* Input rows:
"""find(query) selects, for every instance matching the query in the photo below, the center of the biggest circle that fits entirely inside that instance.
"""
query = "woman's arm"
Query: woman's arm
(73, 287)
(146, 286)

* Set problem: Rewrite the entries above with "biggest" changed to "largest", keeping everything else the same.

* Solution to this task:
"""find(query) selects, for every instance matching the query in the photo below, the center of the largest circle that fits entirely inside that instance.
"""
query = "woman's arm"
Query: woman's arm
(73, 287)
(146, 286)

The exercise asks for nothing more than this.